__読む文章__:
******************************
キリマンジャロ登山記
1992.8.12〜18


頂上氷河と雲海(43KB)

  8月12日
 8:30、ナイロビ・ヒルトンホテル前から、タンザニア行きのシャトルバスが出る。これは、ナイロビの旅行会社(ササモト)が手配したものである。 タンザニアのアルーシャまで行く。ナイロビ在住の弟と2人である。 バスは、日本のどこかで使われていたマイクロバスで、入口に「自動扉」と書かれたままである。もっとも、読める人間はほとんど乗らないのだが。 他のタンザニア行きの交通機関は、長距離バス、プジョーまたはマタツー(乗合小型バス)がある。(料金は、一人往復1000Kshであった)
 バスは8:40に、向いのアンバサダーホテル前で客を乗せ、ドライバーと乗客(白人7人黒人1人そして我々の)10名で出発。 朝のラッシュのナイロビ市内を出て、ケニヤッタ国際空港の脇を通るモンバサ・ロードを経て、タンザニアとの国境の町マナンガへと走る。 サバンナバスからジラフ(20KB)バスからジラフ2(30kb)の中をまっすぐに延びる道路を100q/h 以上の猛スピードで走る。ところどころ、舗装がはがれていても、ビュンビュン走る。 万事”ポレポレ”(スワヒリ語でゆっくり)のこの国で、自動車だけは、恐ろしく早く走る。途中、トムソンガゼルなどの姿が見えるところが、アフリカらしい。 また、この道沿いはマサイの人々が住んでいる地域で赤いチェックの衣を身にまとったマサイの人々が牛や羊、ロバを追いながらサバンナの中を行く。 アカシヤやバオバブの木がある。草は、乾期のせいか緑色をしていない。
******************************
__保存データ__:
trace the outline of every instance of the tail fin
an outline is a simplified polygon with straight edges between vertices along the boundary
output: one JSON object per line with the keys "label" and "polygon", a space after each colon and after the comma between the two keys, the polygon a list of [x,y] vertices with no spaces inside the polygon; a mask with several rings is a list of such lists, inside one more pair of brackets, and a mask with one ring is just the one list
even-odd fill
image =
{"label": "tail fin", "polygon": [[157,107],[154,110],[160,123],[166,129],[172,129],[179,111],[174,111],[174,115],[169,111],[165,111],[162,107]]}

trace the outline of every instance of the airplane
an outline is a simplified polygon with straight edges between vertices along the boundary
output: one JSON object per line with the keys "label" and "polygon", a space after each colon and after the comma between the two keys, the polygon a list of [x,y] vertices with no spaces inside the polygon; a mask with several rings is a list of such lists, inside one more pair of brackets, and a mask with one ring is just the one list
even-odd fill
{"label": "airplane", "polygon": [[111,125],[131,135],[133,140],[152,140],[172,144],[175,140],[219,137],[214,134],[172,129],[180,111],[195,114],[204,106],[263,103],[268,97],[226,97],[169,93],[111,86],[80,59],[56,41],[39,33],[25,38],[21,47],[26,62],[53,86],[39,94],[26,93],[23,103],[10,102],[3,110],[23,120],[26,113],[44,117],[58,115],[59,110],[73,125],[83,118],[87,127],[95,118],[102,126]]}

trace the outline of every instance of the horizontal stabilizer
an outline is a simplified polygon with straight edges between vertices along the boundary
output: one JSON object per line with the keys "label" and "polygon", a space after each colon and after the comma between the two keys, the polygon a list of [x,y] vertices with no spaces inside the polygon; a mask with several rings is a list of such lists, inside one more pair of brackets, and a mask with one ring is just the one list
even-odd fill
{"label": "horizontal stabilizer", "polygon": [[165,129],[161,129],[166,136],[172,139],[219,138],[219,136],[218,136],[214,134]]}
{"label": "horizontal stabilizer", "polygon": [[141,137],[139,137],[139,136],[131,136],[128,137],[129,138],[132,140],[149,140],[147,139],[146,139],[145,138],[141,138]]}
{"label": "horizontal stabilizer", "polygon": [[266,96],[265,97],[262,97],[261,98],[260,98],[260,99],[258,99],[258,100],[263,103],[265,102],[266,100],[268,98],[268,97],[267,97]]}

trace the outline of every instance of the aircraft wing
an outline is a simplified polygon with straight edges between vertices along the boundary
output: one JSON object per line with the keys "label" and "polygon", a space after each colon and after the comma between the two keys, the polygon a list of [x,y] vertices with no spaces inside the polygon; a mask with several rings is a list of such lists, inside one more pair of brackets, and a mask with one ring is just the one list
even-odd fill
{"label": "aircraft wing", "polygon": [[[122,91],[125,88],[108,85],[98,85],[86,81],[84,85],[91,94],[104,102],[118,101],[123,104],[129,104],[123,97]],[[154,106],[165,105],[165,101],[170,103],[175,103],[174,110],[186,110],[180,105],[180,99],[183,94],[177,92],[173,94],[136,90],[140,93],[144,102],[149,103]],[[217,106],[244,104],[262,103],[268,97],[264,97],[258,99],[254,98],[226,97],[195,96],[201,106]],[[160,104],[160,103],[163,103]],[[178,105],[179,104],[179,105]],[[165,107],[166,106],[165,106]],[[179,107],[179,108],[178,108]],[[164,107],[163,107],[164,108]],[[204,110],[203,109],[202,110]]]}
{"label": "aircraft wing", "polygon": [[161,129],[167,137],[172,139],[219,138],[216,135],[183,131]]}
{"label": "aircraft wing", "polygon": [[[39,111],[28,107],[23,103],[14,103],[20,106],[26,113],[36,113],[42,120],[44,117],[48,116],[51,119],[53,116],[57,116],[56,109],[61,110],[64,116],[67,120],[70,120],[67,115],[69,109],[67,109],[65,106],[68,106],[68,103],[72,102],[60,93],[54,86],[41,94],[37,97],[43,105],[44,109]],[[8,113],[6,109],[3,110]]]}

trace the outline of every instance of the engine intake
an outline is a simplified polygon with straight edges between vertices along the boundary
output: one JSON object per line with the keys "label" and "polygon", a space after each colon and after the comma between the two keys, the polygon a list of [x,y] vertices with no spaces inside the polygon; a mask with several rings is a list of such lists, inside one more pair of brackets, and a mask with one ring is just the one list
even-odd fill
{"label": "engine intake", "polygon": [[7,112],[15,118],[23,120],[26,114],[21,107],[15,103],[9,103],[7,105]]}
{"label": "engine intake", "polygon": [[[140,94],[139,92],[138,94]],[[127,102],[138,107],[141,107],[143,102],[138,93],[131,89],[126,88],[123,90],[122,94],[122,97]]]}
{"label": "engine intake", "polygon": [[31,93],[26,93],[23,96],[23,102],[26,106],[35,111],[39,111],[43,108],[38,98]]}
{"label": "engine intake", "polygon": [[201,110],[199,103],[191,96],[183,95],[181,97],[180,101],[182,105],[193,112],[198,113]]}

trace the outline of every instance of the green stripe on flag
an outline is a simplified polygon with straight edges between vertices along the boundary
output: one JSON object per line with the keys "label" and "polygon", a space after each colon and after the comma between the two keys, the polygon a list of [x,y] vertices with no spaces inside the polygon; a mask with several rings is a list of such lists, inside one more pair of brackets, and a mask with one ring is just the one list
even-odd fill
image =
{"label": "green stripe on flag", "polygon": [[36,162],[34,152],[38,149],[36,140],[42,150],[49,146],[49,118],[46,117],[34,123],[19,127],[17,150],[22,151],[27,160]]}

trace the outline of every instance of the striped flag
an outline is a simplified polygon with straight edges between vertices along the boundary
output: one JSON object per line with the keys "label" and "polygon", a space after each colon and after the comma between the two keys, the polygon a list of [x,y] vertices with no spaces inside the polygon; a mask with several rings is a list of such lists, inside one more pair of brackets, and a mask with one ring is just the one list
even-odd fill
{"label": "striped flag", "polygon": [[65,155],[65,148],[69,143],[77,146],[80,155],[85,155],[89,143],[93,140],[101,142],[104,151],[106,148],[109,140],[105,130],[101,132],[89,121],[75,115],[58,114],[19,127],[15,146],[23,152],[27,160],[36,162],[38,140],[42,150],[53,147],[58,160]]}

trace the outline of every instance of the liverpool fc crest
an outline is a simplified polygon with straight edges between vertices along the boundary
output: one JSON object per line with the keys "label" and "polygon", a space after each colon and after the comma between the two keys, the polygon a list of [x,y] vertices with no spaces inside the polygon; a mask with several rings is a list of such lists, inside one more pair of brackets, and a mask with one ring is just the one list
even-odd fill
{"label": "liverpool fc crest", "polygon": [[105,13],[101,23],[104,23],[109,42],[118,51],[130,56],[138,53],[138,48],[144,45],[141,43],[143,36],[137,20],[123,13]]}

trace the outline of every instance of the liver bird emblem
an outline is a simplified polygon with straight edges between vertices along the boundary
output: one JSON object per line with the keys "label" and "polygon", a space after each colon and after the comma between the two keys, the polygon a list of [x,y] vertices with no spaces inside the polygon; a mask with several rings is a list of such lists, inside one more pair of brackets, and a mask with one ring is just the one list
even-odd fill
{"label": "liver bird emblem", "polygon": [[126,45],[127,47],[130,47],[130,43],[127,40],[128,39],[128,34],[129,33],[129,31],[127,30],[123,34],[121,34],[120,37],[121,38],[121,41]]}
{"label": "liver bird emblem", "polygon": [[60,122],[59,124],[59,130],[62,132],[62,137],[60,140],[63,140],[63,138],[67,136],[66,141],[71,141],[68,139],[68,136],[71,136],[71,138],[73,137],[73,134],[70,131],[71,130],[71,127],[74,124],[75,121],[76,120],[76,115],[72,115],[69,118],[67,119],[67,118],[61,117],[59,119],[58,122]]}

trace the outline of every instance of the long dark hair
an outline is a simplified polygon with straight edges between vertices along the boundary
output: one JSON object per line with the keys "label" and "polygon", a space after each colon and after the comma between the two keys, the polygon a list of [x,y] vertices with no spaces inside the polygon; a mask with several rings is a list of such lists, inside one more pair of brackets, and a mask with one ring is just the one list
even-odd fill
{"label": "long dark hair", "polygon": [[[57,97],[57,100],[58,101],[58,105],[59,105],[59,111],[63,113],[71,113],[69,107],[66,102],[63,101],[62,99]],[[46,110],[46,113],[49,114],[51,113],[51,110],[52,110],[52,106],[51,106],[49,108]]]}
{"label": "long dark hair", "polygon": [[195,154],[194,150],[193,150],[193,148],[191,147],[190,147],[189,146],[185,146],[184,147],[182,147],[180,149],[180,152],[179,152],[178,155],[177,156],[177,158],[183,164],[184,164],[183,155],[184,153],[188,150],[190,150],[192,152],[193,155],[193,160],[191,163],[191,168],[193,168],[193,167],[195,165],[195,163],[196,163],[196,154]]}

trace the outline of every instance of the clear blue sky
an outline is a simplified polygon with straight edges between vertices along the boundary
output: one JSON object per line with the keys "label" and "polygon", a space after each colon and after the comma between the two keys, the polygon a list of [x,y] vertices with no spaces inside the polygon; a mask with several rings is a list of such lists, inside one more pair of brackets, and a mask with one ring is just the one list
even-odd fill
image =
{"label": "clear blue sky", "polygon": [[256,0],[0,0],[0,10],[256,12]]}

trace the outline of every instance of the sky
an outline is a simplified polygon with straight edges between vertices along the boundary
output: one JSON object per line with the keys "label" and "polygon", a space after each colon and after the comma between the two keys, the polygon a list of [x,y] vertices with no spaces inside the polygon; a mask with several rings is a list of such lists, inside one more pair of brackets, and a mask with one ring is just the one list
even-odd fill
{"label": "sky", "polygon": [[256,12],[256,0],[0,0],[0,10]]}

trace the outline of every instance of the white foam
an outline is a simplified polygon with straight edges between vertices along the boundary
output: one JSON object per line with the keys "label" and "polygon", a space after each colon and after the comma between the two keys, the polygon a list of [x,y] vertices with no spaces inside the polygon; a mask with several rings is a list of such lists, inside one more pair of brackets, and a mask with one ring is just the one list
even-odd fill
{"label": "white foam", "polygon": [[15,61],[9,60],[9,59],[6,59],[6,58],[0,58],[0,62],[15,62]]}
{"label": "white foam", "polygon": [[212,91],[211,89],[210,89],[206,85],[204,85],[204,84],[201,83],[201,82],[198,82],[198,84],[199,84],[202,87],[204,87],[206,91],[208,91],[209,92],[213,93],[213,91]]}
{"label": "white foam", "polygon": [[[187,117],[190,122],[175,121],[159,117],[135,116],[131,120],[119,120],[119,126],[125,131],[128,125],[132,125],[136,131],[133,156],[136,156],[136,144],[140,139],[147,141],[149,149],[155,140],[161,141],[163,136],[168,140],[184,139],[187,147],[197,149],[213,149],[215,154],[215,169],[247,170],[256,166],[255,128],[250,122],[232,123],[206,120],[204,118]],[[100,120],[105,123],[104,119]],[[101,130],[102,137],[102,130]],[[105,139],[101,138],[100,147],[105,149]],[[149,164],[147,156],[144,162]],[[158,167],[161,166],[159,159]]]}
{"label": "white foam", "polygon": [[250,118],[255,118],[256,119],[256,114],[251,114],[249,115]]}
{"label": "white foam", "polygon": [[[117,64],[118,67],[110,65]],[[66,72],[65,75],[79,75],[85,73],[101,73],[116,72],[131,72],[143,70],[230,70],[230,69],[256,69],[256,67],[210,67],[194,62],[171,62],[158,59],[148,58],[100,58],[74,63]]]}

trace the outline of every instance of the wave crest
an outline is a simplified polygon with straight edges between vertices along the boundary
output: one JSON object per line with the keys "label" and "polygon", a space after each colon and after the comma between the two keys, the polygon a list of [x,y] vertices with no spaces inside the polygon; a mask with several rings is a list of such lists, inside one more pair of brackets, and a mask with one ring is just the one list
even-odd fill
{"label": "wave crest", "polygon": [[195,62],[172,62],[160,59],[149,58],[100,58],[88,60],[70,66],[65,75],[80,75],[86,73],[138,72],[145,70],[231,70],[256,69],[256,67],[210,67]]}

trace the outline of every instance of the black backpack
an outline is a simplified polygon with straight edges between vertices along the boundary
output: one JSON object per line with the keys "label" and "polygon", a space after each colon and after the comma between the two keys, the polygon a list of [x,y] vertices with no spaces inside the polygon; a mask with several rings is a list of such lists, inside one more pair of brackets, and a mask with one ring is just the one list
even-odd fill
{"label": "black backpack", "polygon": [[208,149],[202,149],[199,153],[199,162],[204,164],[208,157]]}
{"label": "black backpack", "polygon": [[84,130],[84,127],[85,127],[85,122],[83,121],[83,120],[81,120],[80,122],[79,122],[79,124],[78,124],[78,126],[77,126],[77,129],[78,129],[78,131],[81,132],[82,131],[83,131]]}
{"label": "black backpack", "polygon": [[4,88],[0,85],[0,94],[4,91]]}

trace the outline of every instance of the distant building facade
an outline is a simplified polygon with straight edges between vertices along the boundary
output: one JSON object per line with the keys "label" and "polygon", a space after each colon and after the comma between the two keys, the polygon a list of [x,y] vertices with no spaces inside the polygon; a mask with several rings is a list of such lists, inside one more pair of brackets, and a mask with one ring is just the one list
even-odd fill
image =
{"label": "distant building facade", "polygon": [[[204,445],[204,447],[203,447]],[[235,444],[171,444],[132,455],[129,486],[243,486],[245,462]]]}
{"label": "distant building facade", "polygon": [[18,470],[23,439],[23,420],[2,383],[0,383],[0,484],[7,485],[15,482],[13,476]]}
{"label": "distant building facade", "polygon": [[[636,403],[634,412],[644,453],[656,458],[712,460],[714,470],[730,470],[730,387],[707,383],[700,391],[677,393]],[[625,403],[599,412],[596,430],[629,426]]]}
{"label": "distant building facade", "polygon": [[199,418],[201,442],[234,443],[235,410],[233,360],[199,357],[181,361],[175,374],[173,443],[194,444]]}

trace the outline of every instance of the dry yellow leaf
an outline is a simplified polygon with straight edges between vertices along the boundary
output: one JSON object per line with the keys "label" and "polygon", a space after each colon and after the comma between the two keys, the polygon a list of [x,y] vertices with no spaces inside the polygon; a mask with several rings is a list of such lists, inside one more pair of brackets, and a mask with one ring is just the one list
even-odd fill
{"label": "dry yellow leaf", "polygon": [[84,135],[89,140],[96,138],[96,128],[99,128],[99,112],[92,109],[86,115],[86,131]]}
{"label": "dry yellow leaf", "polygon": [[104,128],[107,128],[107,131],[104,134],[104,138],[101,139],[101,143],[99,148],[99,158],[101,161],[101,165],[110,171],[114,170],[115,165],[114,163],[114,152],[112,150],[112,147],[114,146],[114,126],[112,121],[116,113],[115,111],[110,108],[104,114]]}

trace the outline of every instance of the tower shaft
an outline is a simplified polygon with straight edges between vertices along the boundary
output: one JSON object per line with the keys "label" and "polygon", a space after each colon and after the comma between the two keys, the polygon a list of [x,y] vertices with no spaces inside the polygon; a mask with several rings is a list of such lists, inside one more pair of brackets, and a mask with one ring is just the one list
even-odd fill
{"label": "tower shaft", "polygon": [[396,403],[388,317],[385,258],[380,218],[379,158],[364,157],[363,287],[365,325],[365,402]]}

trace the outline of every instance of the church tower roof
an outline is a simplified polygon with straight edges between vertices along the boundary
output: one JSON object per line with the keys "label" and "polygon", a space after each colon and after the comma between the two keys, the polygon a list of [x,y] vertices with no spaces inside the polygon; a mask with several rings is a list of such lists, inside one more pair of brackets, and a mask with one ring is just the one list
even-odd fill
******************************
__やること__:
(1) 上の行から、文字列「crest」を含むものをすべて抜き出してください。
(2) 上のキリマンジャロ登山記を、最後の文に続けて書き継いでください。

__期待される結果__:
(1)
trace the outline of every instance of the liverpool fc crest
{"label": "liverpool fc crest", "polygon": [[105,13],[101,23],[104,23],[109,42],[118,51],[130,56],[138,53],[138,48],[144,45],[141,43],[143,36],[137,20],[123,13]]}
trace the outline of every instance of the wave crest
{"label": "wave crest", "polygon": [[195,62],[172,62],[160,59],[149,58],[100,58],[88,60],[70,66],[65,75],[80,75],[86,73],[138,72],[145,70],[231,70],[256,69],[256,67],[210,67]]}

(2)
 11:05出発後2時間少しで国境の町マナンガに着く。ケニヤ側で出国手続きをするが、イミグレーション付近は、マサイのみやげ物売りがバスに群がり、 タンザニアシリングと両替をしないかというヤミ両替屋のチェンジマネーの兄ちゃん達がたむろしている。とにかく、何でも声をかけてくる。 また、食べ物やみやげ物を売る小さな店がずらっとならんでいる。出国カードを埋め、パスポートとともに見せると、顔も見ないでスタンプを押し、終わる。 記載不完全なものはいろいろいわれている。また、字を書けないアフリカ人のものは、問答し書き込み、サインだけさせている。 乗客が揃ったところで、バスはゲートをくぐり、タンザニア側に入る。ケニヤ側と比べて、もの売りもいず、静かである。似たような国でありながら、差は激しい。 こちらも、手続きは、簡単に終わる。しゃべることは、「8days.Sightseeing」だけである。なお、通貨申請制度は、この4月から廃止されたそうである。
12:00国境通過。タンザニアの道を走り始める。途中キリンが何頭か道路沿いにいて、一時停車し、写真を撮る。サバンナの中の道をどんどん進む。バスからメルー(20KB)バスからメルーとマサイ(30kb)
12:20メルー山とキリマンジャロが遠くに見える。キリマンジャロは頂上の雪が白くうっすらと見えている。こちらでもマサイが牛を追っている。 時々道路に牛がいて、それを避けるために一時停車する以外は、びゅんびゅん走る。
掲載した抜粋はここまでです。